TEXTO DE LECTURA:
Paseador de perros, por Sergio Galarza

Publicado el 13 septiembre 2015 por David Pérez Vega @DavidPerezVeg
Editorial Candaya. 134 páginas. 1ª edición de 2009.
Tenía curiosidad por este libro desde hacía tiempo. En alguna ocasión lo he visto en la cuesta de Moyano por precios muy bajos, pero he resistido la tentación de comprarlo porque seguramente estaba –en ese momento- en alguna de mis fases de no comprar libros o de no leer novedades. Sin embargo, el libro estaba en la biblioteca de Móstoles, y decidí tomármelo como una lectura relajada de verano. Lo saqué junto al última libro publicado de Sergio Galarza (Lima, 1976), el titulado La librería quemada.

OBJETIVO A:
Según la reseña sobre Paseador de perros, ¿en qué biblioteca estaba el libro que se decidió leer?
OBJETIVO B:
Reproduzca el fragmento de la reseña sobre Paseador de perros que comienza con "Paseador de perros, por" y continúa hasta "edición de 2009.".
El material que sigue es independiente de la reseña.

CONTENIDO DEL CONJUNTO:
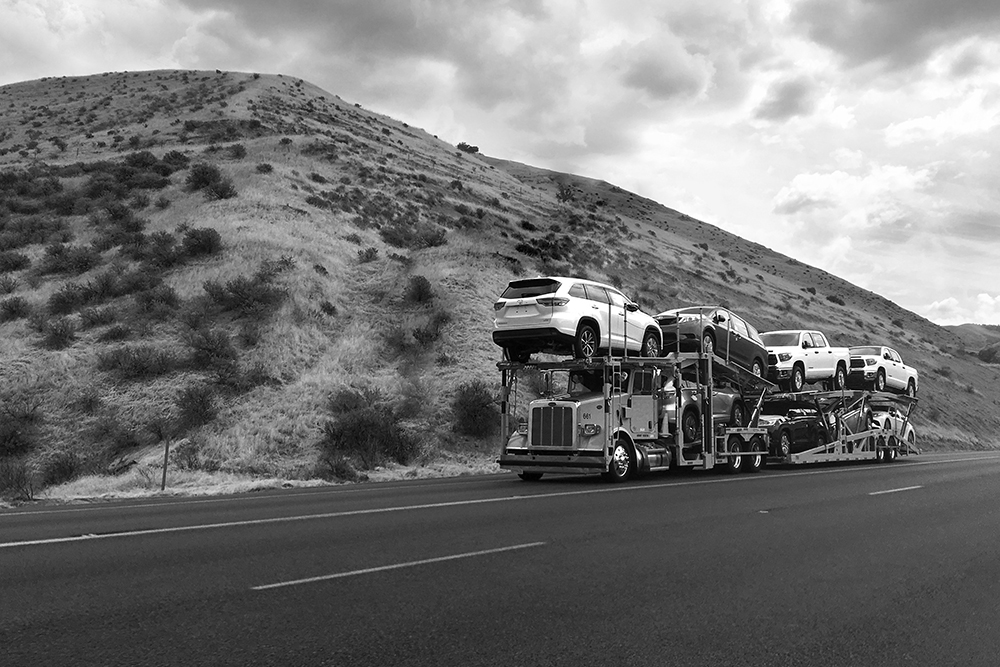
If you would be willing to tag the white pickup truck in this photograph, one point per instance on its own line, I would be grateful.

RESOLUCIÓN DETALLADA A:
En la biblioteca de Móstoles.

RESOLUCIÓN DETALLADA B:
Paseador de perros, por Sergio Galarza

Publicado el 13 septiembre 2015 por David Pérez Vega @DavidPerezVeg
Editorial Candaya. 134 páginas. 1ª edición de 2009.